> [REQUIREMENT A] In the snapping scapula passage, list the sensations named in the quoted description of the syndrome.
> [REQUIREMENT B] Write out everything in the snapping scapula passage from "Snapping scapula syndrome, also" down to "to the pain.".

> [SOURCE PASSAGE]
*-*-*
Snapping scapula syndrome, also known as scapulocostal syndrome or scapulothoracic syndrome, is described by a "grating, grinding, popping or snapping sensation of the scapula onto the back side of the ribs or thoracic area of the spine" (Hauser). Disruption of the normal scapulothoracic mechanics causes this problem. The most common cases are found in young, active patients who tend to excessively use the overhead or throwing motion.

==Cause==
One source of snapping scapula is when the muscles underneath the scapula (the subscapularis muscle) atrophies. This causes the scapula to become very close to the rib cage, eventually causing rubbing or bumping during arm/shoulder movement. Another cause is bursitis, which is when the tissues between the shoulder blade and thoracic wall inflame. Muscle and bone abnormalities in the shoulder area can also contribute to the pain.
==Treatment==
===Non-surgical===
Doctors often recommend physical therapy in order to strengthen the subscapularis muscle, and prescribe anti-inflammatory medications. For extreme cases, cortisone injections would be used.

===Surgical===
Surgery is usually only used if the non-surgical treatments have failed. Bone abnormalities may need surgical attention. The most common surgery for snapping scapula requires the surgeon to "take out a small piece of the upper corner of the scapula nearest to the spine."
*-*-*
> [SOURCE INFORMATION]
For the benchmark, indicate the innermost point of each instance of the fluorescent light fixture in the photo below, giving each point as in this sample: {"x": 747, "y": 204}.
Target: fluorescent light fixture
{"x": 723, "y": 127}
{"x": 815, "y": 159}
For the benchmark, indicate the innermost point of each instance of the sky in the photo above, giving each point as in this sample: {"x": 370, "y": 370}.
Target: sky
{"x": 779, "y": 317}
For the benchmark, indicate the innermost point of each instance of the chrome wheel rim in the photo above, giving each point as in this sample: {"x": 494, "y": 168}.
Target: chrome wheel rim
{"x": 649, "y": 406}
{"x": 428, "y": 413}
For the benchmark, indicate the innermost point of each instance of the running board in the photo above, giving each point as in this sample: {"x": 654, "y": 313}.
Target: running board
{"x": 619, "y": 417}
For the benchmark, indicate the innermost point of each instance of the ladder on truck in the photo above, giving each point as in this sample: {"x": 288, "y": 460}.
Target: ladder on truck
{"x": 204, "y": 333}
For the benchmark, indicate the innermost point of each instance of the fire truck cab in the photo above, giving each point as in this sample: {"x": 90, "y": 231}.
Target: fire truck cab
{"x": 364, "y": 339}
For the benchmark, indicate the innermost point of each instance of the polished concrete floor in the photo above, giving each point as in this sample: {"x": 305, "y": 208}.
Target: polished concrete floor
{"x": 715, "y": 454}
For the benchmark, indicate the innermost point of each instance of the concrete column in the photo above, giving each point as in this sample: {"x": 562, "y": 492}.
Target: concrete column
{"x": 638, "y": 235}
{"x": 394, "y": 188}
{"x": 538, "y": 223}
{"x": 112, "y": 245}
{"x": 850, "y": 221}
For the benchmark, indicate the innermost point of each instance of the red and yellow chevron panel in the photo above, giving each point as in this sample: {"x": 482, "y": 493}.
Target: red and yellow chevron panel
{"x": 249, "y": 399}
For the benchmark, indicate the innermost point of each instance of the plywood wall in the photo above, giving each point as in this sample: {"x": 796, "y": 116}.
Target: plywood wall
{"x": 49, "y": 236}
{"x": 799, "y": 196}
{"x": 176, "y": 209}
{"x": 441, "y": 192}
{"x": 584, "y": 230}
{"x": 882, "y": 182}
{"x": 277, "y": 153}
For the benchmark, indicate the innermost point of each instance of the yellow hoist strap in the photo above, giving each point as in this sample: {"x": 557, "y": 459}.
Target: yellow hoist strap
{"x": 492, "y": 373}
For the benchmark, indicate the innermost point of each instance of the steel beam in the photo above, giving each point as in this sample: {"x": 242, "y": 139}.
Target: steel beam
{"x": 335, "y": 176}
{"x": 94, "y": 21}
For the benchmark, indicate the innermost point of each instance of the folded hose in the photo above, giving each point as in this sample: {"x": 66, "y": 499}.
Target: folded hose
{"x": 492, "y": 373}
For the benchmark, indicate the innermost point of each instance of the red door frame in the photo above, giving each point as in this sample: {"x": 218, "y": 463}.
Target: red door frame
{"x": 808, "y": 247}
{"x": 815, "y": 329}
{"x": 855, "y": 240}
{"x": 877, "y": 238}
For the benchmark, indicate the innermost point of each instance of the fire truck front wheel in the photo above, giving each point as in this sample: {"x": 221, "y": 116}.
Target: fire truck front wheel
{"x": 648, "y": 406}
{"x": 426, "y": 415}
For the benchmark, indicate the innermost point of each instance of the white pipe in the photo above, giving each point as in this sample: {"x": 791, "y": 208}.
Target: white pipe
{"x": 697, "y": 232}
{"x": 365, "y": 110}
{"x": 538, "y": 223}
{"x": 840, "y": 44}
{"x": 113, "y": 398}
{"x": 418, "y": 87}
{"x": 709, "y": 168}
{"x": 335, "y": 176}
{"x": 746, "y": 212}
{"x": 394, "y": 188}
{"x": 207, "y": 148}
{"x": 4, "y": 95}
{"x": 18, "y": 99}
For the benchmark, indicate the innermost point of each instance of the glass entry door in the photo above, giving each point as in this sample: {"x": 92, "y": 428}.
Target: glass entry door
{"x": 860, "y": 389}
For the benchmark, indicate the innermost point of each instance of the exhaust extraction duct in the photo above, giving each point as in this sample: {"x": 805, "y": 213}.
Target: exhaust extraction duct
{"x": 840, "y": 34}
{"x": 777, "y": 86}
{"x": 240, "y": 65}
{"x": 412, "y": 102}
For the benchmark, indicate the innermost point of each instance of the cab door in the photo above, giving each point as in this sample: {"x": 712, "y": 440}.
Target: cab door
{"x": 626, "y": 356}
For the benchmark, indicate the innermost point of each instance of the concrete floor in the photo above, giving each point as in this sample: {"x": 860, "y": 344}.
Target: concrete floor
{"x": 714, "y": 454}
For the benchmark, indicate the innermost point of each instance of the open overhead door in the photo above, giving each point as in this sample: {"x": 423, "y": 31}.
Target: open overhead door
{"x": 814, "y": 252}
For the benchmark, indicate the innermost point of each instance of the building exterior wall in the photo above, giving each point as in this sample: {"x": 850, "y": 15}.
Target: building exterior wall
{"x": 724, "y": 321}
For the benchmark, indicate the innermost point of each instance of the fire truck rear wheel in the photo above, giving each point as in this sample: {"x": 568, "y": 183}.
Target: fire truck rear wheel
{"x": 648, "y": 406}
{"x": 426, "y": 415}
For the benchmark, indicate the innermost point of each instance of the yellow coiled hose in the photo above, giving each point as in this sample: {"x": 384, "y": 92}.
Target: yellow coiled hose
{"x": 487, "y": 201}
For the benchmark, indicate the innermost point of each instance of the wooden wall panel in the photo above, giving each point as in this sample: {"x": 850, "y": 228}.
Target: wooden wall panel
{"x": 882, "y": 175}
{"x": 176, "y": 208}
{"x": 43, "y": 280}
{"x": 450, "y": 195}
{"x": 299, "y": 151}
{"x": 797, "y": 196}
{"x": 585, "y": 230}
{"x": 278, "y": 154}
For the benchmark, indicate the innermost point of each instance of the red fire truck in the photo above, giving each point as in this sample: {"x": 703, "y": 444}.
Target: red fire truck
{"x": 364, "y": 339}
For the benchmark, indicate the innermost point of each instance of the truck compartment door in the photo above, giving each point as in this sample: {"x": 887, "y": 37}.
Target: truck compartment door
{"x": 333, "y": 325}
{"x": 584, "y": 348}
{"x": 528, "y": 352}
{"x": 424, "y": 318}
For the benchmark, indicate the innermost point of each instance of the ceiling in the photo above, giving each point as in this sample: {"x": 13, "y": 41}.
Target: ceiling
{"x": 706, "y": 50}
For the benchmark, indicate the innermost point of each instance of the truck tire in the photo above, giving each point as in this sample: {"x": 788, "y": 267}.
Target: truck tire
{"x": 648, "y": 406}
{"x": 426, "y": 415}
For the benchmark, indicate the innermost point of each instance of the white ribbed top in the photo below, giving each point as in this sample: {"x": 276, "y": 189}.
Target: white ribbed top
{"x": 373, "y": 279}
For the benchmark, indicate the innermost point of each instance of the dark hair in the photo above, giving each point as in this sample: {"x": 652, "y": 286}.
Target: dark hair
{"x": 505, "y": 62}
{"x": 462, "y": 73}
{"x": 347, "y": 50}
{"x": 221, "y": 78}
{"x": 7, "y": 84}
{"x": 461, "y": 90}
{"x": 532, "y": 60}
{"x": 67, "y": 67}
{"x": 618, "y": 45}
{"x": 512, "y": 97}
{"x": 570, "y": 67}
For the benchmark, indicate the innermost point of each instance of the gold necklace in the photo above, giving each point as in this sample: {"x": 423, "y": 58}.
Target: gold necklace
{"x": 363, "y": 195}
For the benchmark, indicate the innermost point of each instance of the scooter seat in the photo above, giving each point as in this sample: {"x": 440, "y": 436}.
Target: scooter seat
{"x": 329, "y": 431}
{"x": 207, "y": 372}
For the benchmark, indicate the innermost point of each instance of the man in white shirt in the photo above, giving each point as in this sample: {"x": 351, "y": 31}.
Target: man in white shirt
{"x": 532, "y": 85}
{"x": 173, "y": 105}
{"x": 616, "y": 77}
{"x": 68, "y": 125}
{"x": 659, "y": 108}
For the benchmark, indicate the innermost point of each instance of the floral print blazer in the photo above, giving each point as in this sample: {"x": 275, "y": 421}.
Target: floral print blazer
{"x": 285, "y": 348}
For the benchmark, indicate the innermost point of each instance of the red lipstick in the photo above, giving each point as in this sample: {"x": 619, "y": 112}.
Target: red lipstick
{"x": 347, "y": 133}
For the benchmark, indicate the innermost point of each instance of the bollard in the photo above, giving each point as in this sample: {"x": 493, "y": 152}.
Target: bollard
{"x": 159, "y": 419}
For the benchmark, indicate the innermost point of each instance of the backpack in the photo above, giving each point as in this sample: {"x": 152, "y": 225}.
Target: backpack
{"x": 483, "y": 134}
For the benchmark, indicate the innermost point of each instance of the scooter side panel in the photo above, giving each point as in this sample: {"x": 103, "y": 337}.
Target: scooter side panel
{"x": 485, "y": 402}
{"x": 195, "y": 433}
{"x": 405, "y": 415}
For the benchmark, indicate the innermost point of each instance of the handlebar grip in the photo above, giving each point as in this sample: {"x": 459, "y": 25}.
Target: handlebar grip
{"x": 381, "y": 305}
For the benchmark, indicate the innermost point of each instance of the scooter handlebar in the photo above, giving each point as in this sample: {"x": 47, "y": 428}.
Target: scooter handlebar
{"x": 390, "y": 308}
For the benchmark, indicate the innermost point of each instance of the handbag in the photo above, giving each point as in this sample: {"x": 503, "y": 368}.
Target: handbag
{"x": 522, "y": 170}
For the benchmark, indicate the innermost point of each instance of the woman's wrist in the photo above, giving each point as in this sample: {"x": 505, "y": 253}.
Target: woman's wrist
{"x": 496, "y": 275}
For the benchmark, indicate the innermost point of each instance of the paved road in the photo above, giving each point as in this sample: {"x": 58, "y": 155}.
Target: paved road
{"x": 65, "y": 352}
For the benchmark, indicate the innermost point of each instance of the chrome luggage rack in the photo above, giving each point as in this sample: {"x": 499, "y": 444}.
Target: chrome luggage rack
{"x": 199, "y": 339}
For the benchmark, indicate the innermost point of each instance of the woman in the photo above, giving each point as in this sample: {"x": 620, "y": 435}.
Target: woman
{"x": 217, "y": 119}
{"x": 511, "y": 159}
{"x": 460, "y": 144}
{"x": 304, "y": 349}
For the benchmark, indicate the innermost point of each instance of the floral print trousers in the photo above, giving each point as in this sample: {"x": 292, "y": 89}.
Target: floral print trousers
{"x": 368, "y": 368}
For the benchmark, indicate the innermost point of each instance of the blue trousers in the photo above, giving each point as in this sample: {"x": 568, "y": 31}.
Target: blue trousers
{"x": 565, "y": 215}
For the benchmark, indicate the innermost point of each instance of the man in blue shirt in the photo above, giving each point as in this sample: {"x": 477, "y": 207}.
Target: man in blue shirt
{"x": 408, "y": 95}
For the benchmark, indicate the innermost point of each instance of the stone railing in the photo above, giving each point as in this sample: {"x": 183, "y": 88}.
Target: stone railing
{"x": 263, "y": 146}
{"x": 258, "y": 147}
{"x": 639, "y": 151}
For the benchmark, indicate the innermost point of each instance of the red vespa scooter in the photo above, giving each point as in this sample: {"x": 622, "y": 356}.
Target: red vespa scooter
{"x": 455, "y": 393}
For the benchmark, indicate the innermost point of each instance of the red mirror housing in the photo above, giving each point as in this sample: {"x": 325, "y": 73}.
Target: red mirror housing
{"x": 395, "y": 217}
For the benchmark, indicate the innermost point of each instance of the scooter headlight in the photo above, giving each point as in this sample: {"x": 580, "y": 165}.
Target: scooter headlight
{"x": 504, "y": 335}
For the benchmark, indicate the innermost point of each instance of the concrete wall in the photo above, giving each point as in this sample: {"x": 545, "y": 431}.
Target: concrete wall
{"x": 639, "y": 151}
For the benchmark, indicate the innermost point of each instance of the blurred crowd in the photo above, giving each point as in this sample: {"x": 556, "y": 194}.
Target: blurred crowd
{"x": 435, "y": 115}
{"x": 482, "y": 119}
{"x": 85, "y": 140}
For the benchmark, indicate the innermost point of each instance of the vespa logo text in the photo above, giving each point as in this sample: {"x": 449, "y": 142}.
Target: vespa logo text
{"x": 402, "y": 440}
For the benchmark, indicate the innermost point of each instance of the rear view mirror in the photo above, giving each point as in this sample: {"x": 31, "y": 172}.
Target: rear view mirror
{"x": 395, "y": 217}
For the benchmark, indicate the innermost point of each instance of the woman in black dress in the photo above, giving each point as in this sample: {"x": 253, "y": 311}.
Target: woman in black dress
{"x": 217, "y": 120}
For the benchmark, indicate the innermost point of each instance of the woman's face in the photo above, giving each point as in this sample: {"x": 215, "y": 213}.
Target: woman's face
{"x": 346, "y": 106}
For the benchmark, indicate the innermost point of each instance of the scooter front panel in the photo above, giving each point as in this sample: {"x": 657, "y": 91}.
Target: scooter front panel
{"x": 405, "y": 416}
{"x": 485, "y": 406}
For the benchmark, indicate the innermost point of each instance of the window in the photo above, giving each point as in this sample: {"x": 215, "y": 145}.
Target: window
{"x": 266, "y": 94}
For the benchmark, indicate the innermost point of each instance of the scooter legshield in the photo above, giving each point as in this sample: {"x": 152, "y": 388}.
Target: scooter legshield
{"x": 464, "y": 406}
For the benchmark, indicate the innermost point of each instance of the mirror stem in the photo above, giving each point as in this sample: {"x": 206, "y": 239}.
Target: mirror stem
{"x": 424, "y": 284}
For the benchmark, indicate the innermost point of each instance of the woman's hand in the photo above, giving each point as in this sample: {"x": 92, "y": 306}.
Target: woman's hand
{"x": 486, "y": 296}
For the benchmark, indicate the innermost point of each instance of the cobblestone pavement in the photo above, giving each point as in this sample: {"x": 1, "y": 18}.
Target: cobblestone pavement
*-*-*
> [TASK RESPONSE A] grating, grinding, popping, snapping

> [TASK RESPONSE B]
Snapping scapula syndrome, also known as scapulocostal syndrome or scapulothoracic syndrome, is described by a "grating, grinding, popping or snapping sensation of the scapula onto the back side of the ribs or thoracic area of the spine" (Hauser). Disruption of the normal scapulothoracic mechanics causes this problem. The most common cases are found in young, active patients who tend to excessively use the overhead or throwing motion.

==Cause==
One source of snapping scapula is when the muscles underneath the scapula (the subscapularis muscle) atrophies. This causes the scapula to become very close to the rib cage, eventually causing rubbing or bumping during arm/shoulder movement. Another cause is bursitis, which is when the tissues between the shoulder blade and thoracic wall inflame. Muscle and bone abnormalities in the shoulder area can also contribute to the pain.